Problem to work on | In the entries below, find the line with "of the man's" and the line with "of the digital"; give again those lines and every line between them, exactly.

Exercise materials |
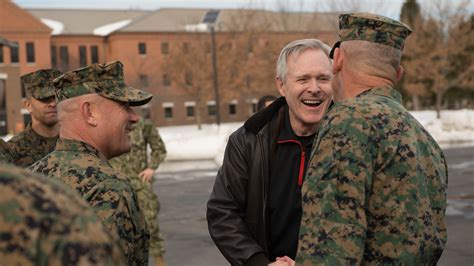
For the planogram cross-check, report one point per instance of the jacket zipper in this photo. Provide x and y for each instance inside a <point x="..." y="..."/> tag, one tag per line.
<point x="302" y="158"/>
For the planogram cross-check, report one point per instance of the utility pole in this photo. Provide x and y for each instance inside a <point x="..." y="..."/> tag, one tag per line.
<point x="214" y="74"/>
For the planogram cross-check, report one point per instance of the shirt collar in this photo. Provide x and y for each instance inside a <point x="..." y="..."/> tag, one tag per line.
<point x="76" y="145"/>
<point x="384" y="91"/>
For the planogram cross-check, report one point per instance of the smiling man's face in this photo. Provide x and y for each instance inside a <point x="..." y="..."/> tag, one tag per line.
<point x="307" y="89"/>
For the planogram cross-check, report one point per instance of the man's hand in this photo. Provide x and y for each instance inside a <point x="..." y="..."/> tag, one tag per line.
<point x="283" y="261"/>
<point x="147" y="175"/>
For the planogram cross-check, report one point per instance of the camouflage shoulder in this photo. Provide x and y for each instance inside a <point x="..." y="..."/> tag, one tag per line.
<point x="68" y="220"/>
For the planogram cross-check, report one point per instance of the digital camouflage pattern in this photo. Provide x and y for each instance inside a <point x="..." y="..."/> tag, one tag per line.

---

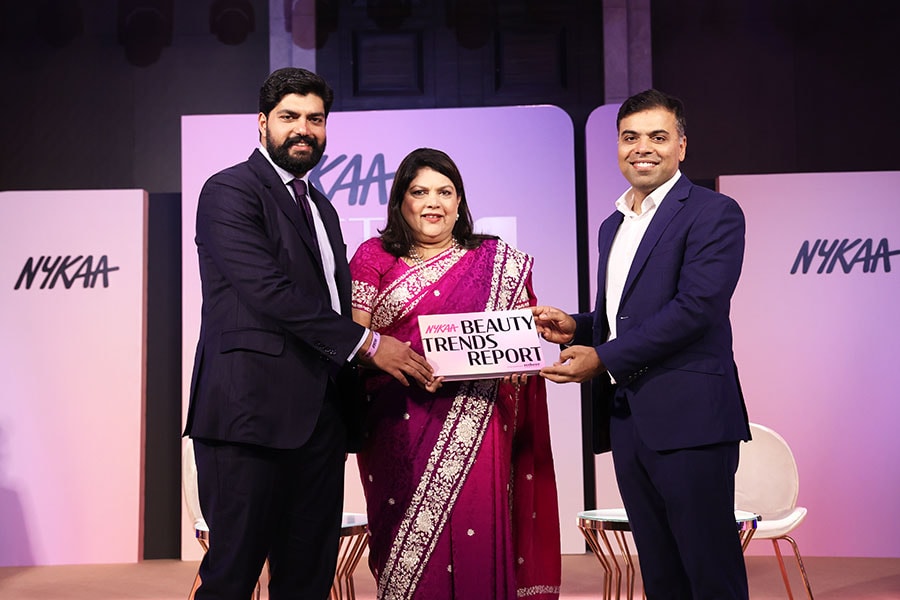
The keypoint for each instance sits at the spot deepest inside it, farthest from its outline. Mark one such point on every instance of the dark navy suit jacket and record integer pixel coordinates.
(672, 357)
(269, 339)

The answer |
For the planogram cross-check, report one point per instance of the man's hand in this photo. Provide x and y for each instance inside a <point x="..." y="..."/> tag, one tag per line.
<point x="283" y="261"/>
<point x="147" y="175"/>
For the planogram cross-check, report one point per instance of the camouflage shoulder in this photo. Provide x and y for each instance inside a <point x="..." y="..."/> tag, one tag per line.
<point x="68" y="220"/>
For the planogram cross-check, report one point per instance of the digital camouflage pattern in this photo. Provide x and y for each instance inside a <point x="..." y="..."/> tag, one tag per line.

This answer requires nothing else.